■ Exercise text
Written informed consent was obtained from all subjects prior to entry into the study. The study was approved by the Johns Hopkins University School of Medicine Institutional Review Board. All studies were conducted in accordance with institutional and federal guidelines and regulations on human subjects research.

Subjects

HIV-seronegative healthy individuals (ages 25–35) without prior history of BCG vaccination or TB infection were recruited at Johns Hopkins University School of Medicine. All subjects were confirmed to have negative tuberculin skin tests prior to entry into the study.

Cell Isolation and Culture

Peripheral blood mononuclear cells (PBMC) were isolated from healthy volunteers and antigenic stimulation of cells was performed by incubating cells with whole bacteria or antigen for 48–72 hours at 37°C with 5% CO2. For infectivity assays, unstimulated cells were used as negative control and PHA (50 μg/ml) stimulated cells were used as positive control to ensure that cells were responsive to in vitro stimulation. Inhibition of TLR signaling was achieved through incubation of PBMC with OxPAPC or CLI-095 (40 μg/ml).

Bacterial Strains and Mycobacterial Infection

M. bovis BCG (Copenhagen), M. tuberculosis CDC1551, and M. smegmatis MC2155 strains procured from ATCC were used for stimulation of PBMC at an MOI of 1:4. The bacterial strains were grown to mid-logarithmic phase in 7H9 broth (Difco, Sparks, MD) supplemented with 10% oleic acid-albumin-dextrose-catalase (OADC, Difco), glycerol, 0.05% Tween 80 at 37°C on a shaker. At the time of stimulation, bacteria were pelleted and resuspended in complete RPMI and co-cultured with isolated PBMC in complete RPMI supplemented with IL-2 at 37°C for 24–48 hours.

Single-cycle HIV-1 Infection Assay

After stimulation, the cells were washed with fresh RPMI and CD4+ cells were isolated from stimulated PBMC by negative selection using a CD4+ T cell isolation kit (Miltenyi biotech; GmbH) according to the manufacturer’s instructions. Isolated CD4+ cells were infected with a single-cycle replication-competent, green fluorescent protein (GFP)-expressing proviral construct pseudotyped with CCR5-tropic or CXCR4-tropic envelope (NL43-deltaEnvGFP), as previously described [27]. Briefly, stimulated CD4+ cells were spinoculated for 2 hrs with the virus. The infected cells were incubated at 37°C for 72 hours. Fluorescence emitted by the cells carrying GFP-expressing virus was quantified using Cellquest Pro software (Beckton Dickinson) to calculate percent infectivity.

■ Data shown

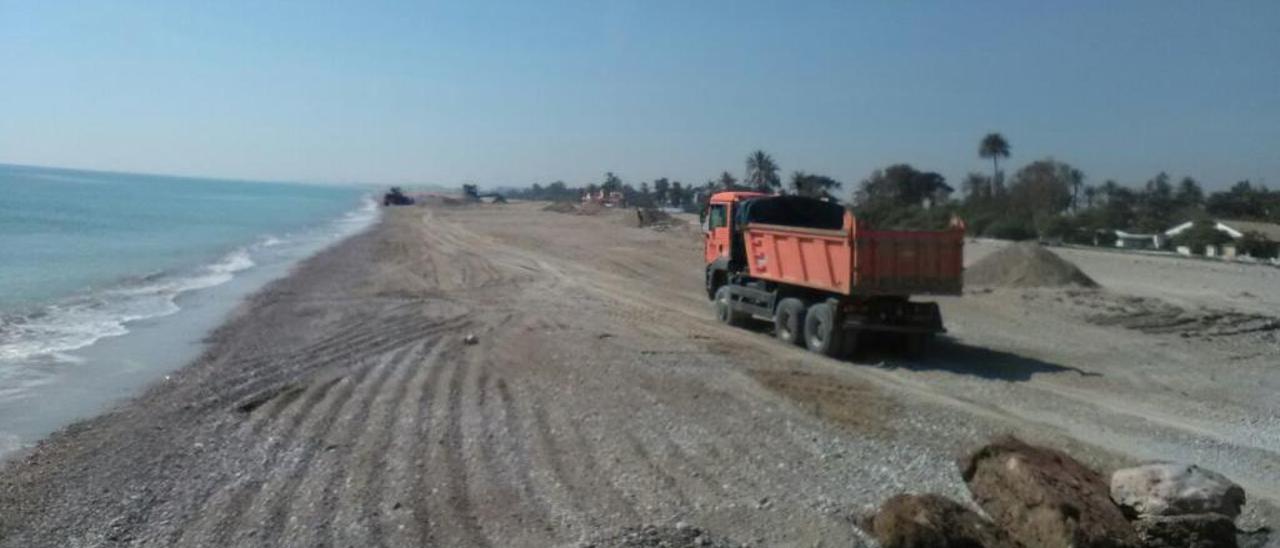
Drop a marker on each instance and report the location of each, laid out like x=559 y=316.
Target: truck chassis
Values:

■ What to do
1. Say whether each statement agrees with the methods text on mycobacterial stimulation and HIV-1 infection. Answer yes or no and quote the deciding words. (a) The subjects had been vaccinated with BCG before the study. (b) PHA-stimulated cells served as the positive control in the infectivity assays. (c) Stimulated CD4+ cells were spinoculated with the virus for 2 hours.
2. Continue the methods text on mycobacterial stimulation and HIV-1 infection from where it stops.

■ Outputs by task
1.
(a) No: "without prior history of BCG vaccination or TB infection"
(b) Yes: "PHA (50 μg/ml) stimulated cells were used as positive control"
(c) Yes: "stimulated CD4+ cells were spinoculated for 2 hrs with the virus"

2.
Immunoflourescence Staining and Flow Cytometry Analysis

Stimulated CD4+ cells were washed and then stained with directly conjugated antibodies to cell surface markers, including CD4-FITC, CD3-PE, CD38-PE, HLA DR-FITC, CD195–PE, and CD184-FITC (Becton Dickinson, San Jose, CA) and TLR-2 FITC (R&D biosystems). Marker expression analysis was performed using a FACSCalibur flow cytometer (BDIS). A minimum of 10,000 viable lymphocytes was collected for each run.

Construction of mutant strains

M. smegmatis strains overexpressing individual lipoproteins were generated in the pGS400H plasmid backbone [28] using the Gateway system (Invitrogen, USA). This construct placed the coding sequence of the lipoprotein gene under the control of a constitutive Hsp60 promoter [29]. These constructs contain a hygromycin selectable marker and integration occurred at the attB site as a single copy. The gene-specific primers pairs used for cloning are listed in Table 1.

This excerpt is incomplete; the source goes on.